-- Begin --

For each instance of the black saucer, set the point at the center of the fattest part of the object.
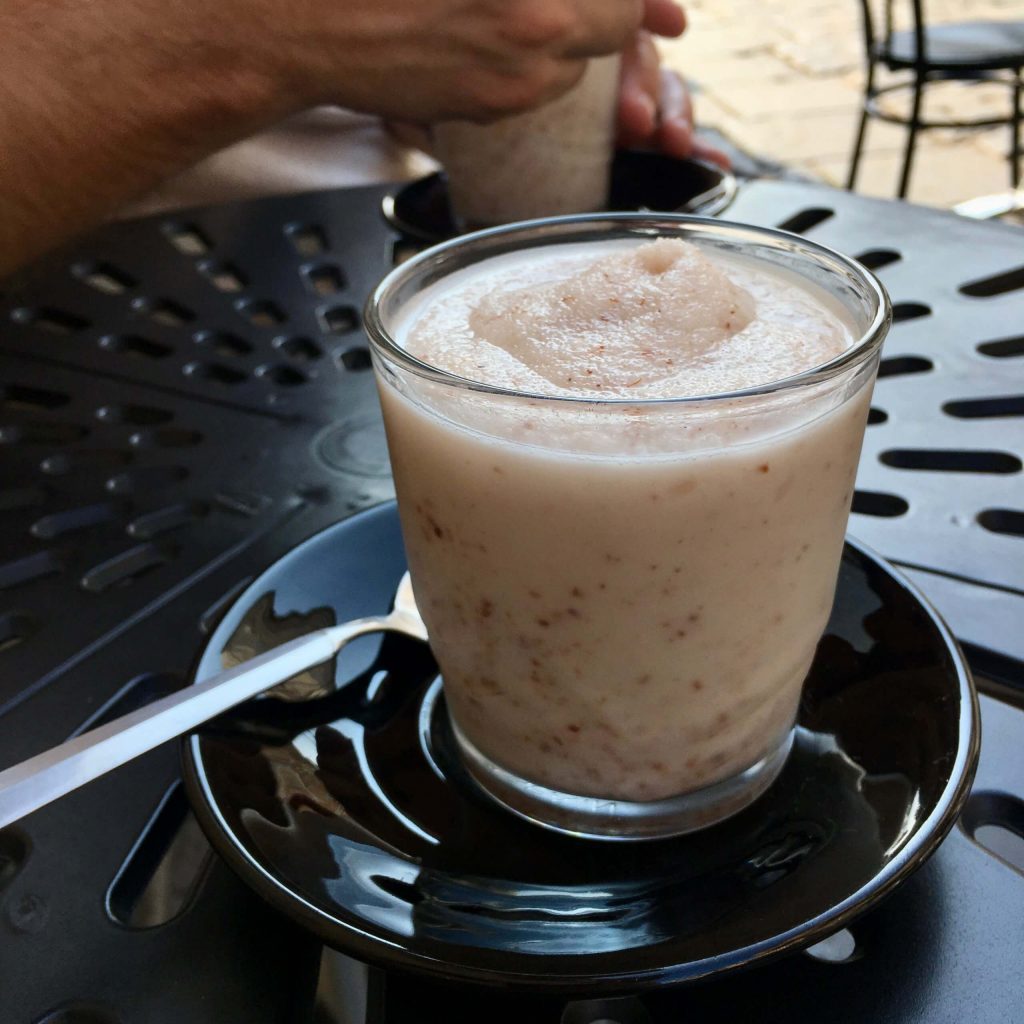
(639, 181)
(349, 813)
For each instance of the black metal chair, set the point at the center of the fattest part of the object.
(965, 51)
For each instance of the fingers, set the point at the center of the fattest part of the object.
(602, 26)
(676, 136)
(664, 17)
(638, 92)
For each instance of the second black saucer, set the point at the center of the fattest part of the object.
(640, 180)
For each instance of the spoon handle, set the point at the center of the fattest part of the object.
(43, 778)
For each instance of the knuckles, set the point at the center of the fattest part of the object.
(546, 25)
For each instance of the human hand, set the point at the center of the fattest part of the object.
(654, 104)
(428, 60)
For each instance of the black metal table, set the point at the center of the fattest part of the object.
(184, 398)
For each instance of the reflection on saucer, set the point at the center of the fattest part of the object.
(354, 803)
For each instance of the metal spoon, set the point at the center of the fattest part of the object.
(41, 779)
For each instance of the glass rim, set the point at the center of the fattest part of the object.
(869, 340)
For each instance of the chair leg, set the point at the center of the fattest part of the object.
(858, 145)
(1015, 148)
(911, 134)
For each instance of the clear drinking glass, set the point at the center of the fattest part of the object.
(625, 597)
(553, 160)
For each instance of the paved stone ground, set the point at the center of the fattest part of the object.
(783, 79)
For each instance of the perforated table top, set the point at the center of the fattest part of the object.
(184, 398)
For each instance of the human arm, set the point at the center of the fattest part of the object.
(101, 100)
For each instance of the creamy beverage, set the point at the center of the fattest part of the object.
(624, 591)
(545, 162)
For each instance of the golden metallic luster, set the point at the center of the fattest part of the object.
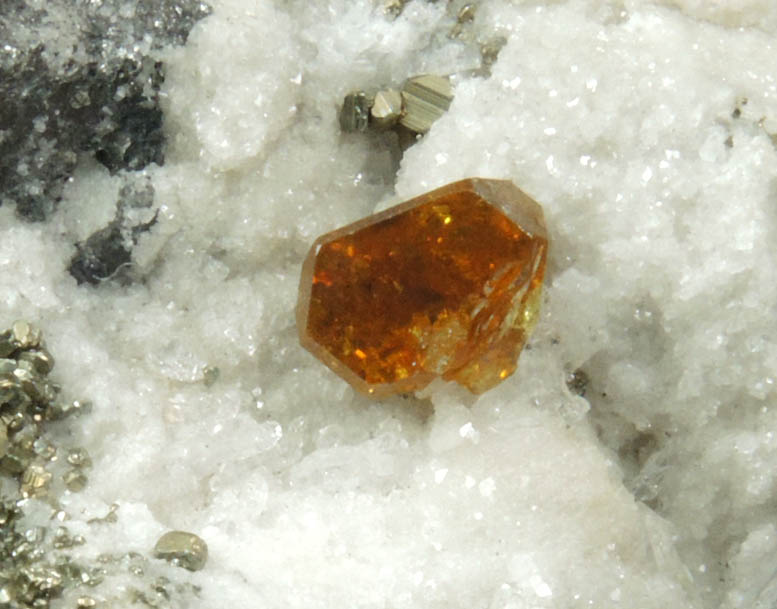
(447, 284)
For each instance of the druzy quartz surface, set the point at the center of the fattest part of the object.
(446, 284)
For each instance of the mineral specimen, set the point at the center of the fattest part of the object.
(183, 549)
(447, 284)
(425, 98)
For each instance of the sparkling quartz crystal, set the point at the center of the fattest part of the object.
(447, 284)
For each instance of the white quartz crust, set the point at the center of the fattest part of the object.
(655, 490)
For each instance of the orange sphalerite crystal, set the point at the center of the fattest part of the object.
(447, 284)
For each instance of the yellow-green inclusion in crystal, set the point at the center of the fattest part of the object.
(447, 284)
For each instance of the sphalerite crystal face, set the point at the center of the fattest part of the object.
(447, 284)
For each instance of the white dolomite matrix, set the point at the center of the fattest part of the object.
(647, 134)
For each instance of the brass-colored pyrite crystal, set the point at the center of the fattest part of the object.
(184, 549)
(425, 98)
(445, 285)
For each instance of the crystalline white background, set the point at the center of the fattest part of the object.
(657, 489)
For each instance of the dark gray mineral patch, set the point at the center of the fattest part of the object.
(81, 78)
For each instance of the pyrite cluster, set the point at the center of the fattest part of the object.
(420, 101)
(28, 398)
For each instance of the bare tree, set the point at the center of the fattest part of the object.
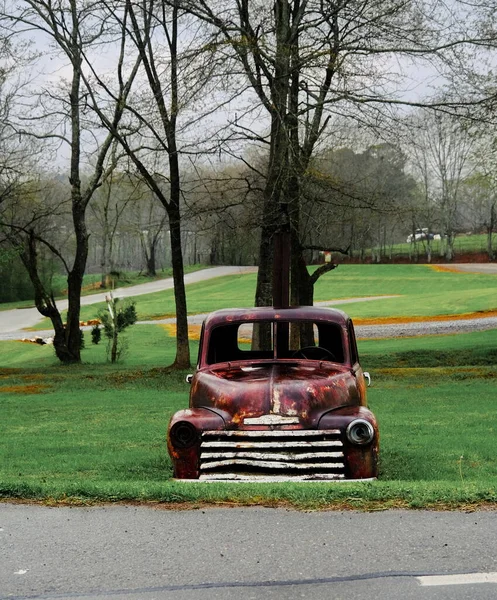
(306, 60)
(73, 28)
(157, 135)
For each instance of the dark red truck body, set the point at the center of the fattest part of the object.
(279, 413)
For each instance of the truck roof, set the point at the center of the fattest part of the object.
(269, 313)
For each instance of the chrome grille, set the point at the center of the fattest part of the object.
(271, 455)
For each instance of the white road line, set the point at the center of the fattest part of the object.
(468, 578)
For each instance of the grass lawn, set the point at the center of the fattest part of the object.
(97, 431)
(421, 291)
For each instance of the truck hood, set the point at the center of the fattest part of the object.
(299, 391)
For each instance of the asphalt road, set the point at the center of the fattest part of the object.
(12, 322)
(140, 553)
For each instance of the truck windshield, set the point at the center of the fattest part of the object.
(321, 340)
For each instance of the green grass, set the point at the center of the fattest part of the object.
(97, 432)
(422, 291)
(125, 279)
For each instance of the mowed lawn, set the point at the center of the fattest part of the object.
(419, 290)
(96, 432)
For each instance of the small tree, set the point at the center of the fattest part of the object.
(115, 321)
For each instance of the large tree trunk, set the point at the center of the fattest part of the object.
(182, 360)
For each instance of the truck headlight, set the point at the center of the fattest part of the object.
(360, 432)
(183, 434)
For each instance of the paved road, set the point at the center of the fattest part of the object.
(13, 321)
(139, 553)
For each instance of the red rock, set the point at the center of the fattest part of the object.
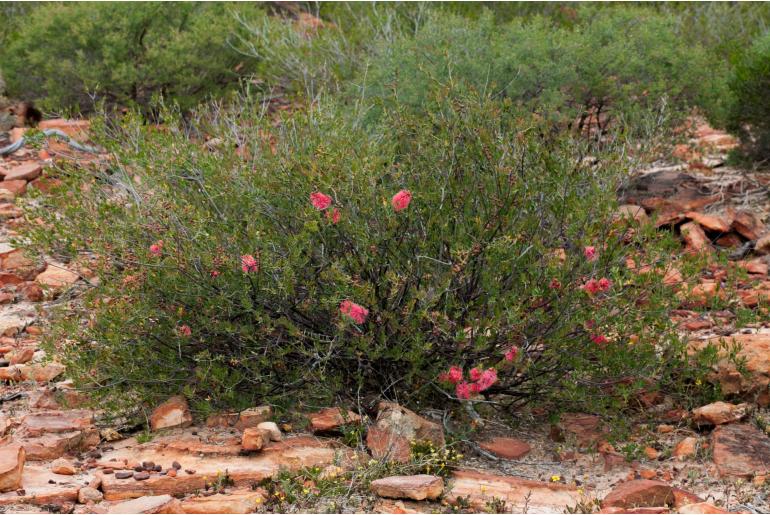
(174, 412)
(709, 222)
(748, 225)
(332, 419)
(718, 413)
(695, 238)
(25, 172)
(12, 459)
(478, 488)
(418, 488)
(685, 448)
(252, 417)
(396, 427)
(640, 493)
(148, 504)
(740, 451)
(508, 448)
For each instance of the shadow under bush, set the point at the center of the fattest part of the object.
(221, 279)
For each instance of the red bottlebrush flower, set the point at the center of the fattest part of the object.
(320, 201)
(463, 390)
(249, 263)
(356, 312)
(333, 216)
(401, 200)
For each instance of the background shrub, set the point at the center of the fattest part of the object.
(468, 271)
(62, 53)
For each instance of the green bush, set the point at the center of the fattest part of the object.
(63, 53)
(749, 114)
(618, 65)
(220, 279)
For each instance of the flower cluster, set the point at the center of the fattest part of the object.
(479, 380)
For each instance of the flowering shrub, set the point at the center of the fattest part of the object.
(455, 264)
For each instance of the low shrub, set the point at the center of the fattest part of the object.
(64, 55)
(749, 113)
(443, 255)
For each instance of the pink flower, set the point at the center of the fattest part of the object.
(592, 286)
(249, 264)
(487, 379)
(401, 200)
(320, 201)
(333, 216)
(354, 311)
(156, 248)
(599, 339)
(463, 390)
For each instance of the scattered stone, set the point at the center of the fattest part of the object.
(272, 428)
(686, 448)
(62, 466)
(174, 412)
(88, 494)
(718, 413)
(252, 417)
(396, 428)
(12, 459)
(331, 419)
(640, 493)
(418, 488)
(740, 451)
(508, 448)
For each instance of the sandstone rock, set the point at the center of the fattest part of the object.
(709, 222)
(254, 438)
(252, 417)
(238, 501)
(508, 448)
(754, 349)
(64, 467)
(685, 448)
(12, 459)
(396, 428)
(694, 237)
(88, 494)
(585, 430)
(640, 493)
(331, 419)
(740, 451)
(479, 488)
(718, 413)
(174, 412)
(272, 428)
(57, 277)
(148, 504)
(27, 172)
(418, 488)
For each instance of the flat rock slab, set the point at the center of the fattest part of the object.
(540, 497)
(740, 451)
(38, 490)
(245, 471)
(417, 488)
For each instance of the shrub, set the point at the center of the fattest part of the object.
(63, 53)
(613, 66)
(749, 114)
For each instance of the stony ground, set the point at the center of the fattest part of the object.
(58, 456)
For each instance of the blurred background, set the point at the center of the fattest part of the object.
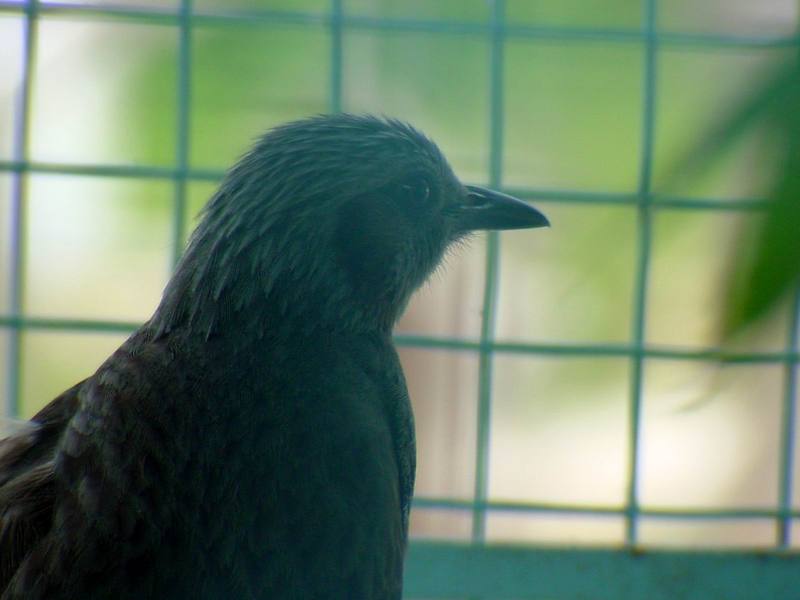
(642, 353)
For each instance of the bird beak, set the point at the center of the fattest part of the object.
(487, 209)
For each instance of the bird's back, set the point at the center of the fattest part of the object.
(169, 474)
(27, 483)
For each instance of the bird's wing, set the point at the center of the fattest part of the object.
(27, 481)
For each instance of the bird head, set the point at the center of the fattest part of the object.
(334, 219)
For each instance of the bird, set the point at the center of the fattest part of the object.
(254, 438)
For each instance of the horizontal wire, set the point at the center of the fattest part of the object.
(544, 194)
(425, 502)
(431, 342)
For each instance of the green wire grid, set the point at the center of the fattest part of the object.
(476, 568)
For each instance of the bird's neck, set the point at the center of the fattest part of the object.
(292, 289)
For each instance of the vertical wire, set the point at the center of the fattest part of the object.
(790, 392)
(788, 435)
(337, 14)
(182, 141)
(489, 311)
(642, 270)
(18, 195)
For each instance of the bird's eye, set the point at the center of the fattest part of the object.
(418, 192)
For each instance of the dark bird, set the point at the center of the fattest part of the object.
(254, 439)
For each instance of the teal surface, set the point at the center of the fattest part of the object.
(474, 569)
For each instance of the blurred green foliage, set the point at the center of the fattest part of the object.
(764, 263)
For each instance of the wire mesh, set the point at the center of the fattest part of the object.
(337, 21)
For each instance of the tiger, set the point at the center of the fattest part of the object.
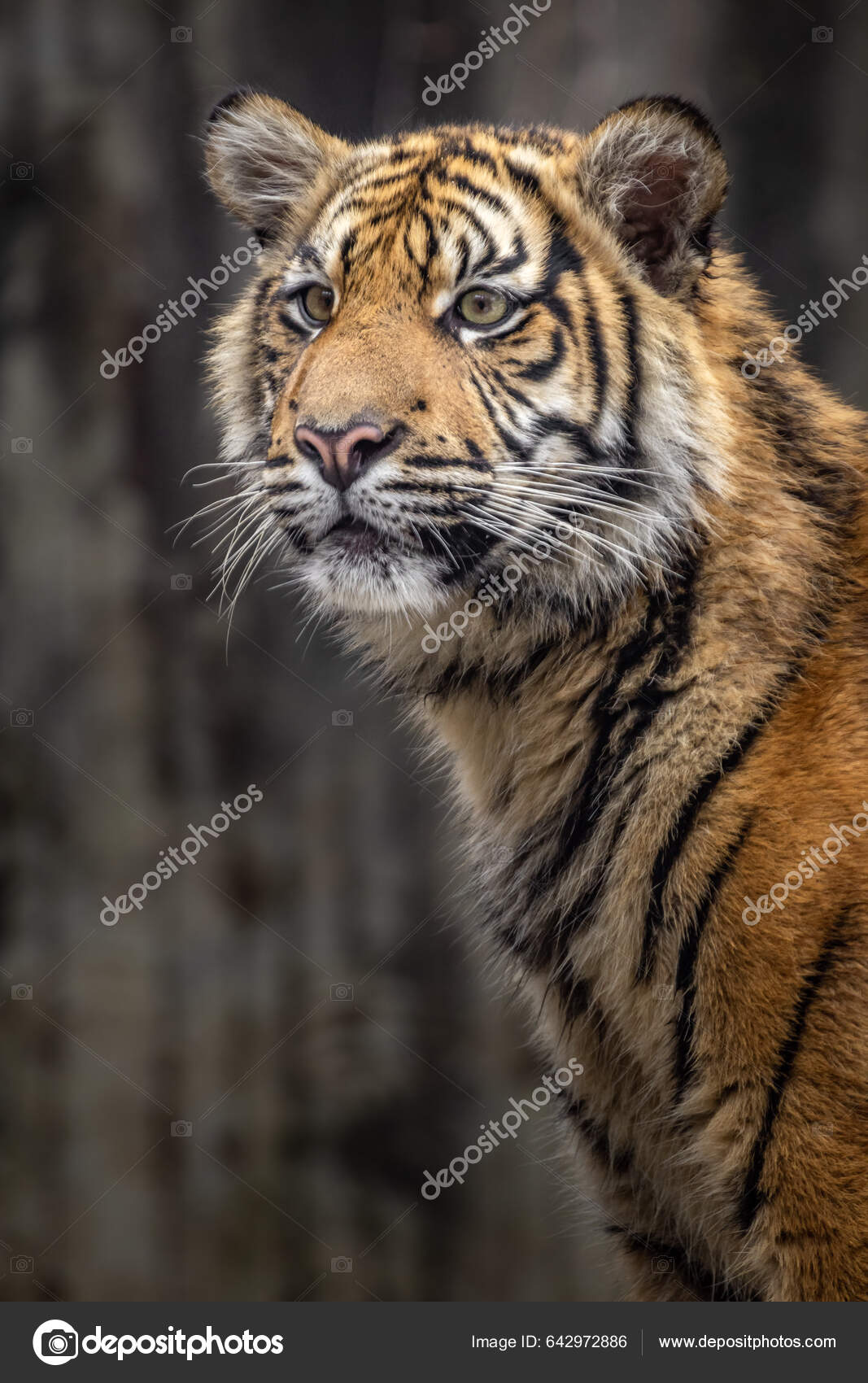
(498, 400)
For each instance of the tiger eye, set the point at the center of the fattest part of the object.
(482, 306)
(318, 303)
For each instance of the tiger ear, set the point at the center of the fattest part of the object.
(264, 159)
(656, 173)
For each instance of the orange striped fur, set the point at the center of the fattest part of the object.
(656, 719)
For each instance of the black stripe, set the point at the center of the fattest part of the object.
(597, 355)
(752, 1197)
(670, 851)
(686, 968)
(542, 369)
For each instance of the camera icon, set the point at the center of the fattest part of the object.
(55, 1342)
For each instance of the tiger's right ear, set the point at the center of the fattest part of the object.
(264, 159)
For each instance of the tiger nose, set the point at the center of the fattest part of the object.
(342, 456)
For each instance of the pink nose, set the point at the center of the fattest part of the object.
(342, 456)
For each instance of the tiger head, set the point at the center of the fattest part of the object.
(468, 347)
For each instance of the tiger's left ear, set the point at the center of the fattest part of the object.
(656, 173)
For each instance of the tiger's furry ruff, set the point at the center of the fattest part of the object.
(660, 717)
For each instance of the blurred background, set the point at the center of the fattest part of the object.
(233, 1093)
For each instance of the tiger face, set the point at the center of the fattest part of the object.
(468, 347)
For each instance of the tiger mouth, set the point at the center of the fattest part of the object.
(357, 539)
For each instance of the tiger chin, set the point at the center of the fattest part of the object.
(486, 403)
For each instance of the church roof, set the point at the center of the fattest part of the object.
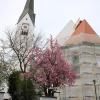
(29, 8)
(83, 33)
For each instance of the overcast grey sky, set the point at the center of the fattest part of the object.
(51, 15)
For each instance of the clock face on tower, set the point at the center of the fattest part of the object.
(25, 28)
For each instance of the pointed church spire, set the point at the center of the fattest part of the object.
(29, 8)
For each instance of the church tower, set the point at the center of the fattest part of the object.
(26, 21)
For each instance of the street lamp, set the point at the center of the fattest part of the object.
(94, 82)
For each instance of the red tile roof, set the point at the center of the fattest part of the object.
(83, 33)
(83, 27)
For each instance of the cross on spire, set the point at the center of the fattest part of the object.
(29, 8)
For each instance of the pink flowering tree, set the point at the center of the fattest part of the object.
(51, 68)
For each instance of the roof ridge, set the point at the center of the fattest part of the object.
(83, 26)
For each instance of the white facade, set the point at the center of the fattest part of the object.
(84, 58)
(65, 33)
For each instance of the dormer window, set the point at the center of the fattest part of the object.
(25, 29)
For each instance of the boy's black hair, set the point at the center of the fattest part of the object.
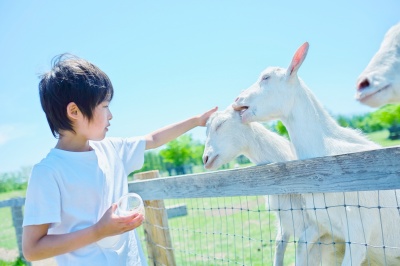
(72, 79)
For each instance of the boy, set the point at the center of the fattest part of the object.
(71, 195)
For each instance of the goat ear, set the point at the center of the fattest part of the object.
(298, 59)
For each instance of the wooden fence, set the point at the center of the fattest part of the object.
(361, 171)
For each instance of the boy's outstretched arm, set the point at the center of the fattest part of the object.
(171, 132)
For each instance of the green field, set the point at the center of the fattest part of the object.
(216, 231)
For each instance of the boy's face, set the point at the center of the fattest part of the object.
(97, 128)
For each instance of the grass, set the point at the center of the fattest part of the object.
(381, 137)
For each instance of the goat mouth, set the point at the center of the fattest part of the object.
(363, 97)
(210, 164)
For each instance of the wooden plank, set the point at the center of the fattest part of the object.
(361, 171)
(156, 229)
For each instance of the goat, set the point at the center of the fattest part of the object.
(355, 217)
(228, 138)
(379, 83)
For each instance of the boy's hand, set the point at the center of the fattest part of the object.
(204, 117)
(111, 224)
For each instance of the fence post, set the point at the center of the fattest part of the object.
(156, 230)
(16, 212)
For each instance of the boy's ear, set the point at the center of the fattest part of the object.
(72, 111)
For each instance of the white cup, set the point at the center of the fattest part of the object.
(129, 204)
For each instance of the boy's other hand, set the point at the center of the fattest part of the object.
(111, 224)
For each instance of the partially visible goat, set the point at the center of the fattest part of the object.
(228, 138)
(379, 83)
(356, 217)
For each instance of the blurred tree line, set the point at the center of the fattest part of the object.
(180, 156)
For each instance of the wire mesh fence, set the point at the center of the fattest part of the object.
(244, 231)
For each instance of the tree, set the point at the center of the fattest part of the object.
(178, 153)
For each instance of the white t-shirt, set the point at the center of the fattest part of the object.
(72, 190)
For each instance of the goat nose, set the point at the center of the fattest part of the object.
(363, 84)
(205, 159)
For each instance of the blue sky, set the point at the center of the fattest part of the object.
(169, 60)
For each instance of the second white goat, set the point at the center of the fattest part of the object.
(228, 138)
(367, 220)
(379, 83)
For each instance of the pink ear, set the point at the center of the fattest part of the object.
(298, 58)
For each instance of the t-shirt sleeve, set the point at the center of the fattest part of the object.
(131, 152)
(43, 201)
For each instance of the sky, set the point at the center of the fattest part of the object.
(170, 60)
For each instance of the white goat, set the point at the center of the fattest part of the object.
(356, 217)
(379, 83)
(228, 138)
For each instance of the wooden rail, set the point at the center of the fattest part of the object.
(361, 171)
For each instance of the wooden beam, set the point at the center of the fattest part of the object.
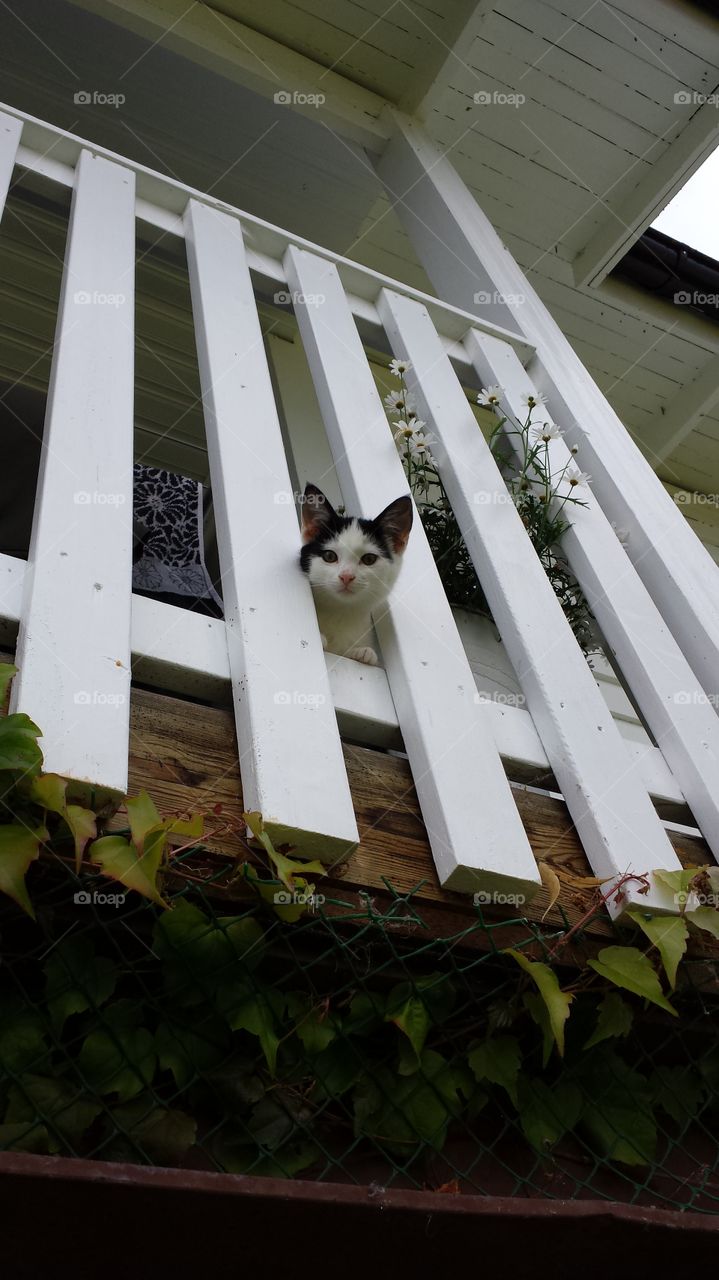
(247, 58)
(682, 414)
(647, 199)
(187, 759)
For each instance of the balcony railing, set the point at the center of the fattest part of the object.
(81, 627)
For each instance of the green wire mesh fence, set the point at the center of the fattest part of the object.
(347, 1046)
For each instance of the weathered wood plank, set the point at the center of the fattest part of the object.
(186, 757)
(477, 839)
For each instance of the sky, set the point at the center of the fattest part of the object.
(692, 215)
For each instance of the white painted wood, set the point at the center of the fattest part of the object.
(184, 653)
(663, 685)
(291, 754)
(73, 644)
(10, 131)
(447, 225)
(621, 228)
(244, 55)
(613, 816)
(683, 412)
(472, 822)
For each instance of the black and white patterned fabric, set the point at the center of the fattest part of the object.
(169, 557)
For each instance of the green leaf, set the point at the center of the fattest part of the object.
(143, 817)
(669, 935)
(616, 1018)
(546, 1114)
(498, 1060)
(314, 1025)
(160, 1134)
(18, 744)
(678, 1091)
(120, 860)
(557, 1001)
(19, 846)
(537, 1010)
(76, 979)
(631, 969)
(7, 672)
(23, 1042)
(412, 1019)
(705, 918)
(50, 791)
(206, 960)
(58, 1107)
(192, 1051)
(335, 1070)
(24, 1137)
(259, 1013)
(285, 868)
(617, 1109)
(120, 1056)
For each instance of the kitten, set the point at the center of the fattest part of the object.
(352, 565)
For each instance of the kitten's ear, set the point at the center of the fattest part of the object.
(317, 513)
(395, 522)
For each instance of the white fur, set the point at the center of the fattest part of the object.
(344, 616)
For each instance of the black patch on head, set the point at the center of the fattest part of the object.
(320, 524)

-- End --

* _SET EXERCISE_:
Please copy the rows from the line with "For each instance of the white goat, set" to the line with "(120, 1056)", both included, and leave out any pictures.

* _SOLUTION BELOW_:
For each instance of the white goat, set the point at the center of the fattest part of the object.
(356, 217)
(379, 83)
(228, 138)
For each instance of the wooden rail, set the point at the center of the fattest part of the object.
(361, 171)
For each instance of the wooden beam, set the point at the center of the fattest part of the object.
(247, 58)
(682, 414)
(647, 199)
(187, 759)
For each instance of the balcony railing, set the point at the center of the fattest part of the object.
(81, 627)
For each instance of the green wire mesh fence, set the point at the center of the fattest part of the object.
(347, 1046)
For each instance of the weathered wood plank, set the point at the center of the fattest part of the object.
(186, 757)
(477, 839)
For each instance of the sky, set the point at the center of the fattest part of the object.
(692, 215)
For each instance of the white painted wood, set the point at the center of the fattest part of the object.
(184, 653)
(663, 685)
(291, 754)
(73, 644)
(10, 131)
(447, 225)
(621, 228)
(244, 55)
(613, 816)
(683, 412)
(472, 822)
For each instance of the black and white patterned fabric, set the point at the center of the fattest part of the object.
(169, 557)
For each instance of the green leaf, set the point at the center of the fattest part of the object.
(143, 817)
(669, 935)
(616, 1018)
(546, 1114)
(498, 1060)
(314, 1025)
(160, 1134)
(18, 744)
(678, 1091)
(120, 860)
(557, 1001)
(19, 846)
(537, 1010)
(76, 979)
(631, 969)
(7, 672)
(23, 1042)
(412, 1019)
(705, 918)
(50, 791)
(206, 960)
(58, 1107)
(192, 1051)
(335, 1070)
(24, 1137)
(259, 1013)
(285, 868)
(617, 1109)
(120, 1056)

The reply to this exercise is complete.